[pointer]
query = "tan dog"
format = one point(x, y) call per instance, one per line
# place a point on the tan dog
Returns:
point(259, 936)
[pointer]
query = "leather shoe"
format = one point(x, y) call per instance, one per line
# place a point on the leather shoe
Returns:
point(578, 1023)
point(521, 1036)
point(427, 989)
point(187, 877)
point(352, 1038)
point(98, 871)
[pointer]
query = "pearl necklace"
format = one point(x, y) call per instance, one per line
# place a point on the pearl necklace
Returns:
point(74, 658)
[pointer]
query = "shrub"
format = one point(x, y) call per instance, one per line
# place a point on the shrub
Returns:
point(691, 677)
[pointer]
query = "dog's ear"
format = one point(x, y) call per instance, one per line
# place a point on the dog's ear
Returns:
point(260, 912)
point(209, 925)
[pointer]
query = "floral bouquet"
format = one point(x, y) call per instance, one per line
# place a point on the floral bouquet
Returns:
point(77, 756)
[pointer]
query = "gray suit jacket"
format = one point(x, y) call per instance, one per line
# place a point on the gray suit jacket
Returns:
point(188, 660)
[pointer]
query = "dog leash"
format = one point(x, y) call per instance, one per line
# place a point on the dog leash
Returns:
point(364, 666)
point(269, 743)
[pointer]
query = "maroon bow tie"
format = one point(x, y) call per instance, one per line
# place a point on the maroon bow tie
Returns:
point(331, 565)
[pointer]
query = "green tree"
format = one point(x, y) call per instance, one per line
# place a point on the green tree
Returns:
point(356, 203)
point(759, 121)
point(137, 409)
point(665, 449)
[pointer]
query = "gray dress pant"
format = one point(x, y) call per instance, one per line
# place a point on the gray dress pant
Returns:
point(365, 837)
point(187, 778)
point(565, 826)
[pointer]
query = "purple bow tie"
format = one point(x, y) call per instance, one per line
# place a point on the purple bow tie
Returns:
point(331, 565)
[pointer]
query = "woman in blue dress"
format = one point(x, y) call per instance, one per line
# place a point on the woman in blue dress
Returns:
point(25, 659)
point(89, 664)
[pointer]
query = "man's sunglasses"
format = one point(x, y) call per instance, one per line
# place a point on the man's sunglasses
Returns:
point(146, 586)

▶ _PROBLEM TO SOLVE_: Extract all the material, leaving every line as it is.

▶ _SOLUTION_:
[pointer]
query = "tan dog"
format = one point(x, y) call per instance, one per line
# place a point on the tan dog
Returns:
point(259, 936)
[pointer]
query = "leather shoe"
format = one point(x, y) call per instance, one per line
# place a point on the leather shoe
Returns:
point(578, 1023)
point(521, 1036)
point(427, 989)
point(187, 877)
point(352, 1038)
point(98, 871)
[pointer]
query = "pearl necklace"
format = one point(x, y) call per instance, one per line
# place a point on the pearl necklace
Returns:
point(74, 658)
[pointer]
query = "shrub"
format = one point(x, y) call per instance, one per line
# place a point on the shrub
Returns:
point(691, 677)
[pointer]
query = "dog's ear"
format = one point(x, y) call per instance, one per line
# place a point on the dog's ear
Returns:
point(260, 912)
point(209, 925)
[pointer]
query = "floral bouquet"
format = one point(x, y) call per instance, one per line
# place a point on the floral bouquet
Returns:
point(77, 756)
[pointer]
query = "gray suit jacket"
format = one point(x, y) call per instance, one per line
# place a point on the gray suit jacket
Returns:
point(188, 660)
[pointer]
query = "dog leash"
format = one point(x, y) call per instance, one per line
# place a point on the dog leash
Returns:
point(364, 666)
point(269, 743)
[pointer]
query = "maroon bow tie"
format = one point(x, y) call per instance, one per line
# place a point on the maroon bow tie
Returns:
point(331, 565)
[pointer]
query = "green tree"
format = one point(x, y) call per instance, one per line
# place a point on the green tree
Returns:
point(356, 203)
point(759, 121)
point(137, 409)
point(665, 449)
[pointer]
query = "gray dress pant"
format = one point(x, y) call per instance, one per line
# place a point on the gray dress pant
Returns:
point(365, 837)
point(187, 778)
point(565, 826)
[pointer]
query = "purple bow tie"
format = one point(x, y) call per instance, one per line
# place a point on the purple bow tie
Returns:
point(331, 565)
[pointer]
query = "woman in blue dress"
format = one point(x, y) call per instance, one per line
# place a point on the woman in blue dress
Returns:
point(25, 659)
point(89, 664)
[pointer]
query = "man's sunglasses"
format = one point(x, y) call per instance, one per line
# place a point on the man's sunglasses
Returns:
point(146, 586)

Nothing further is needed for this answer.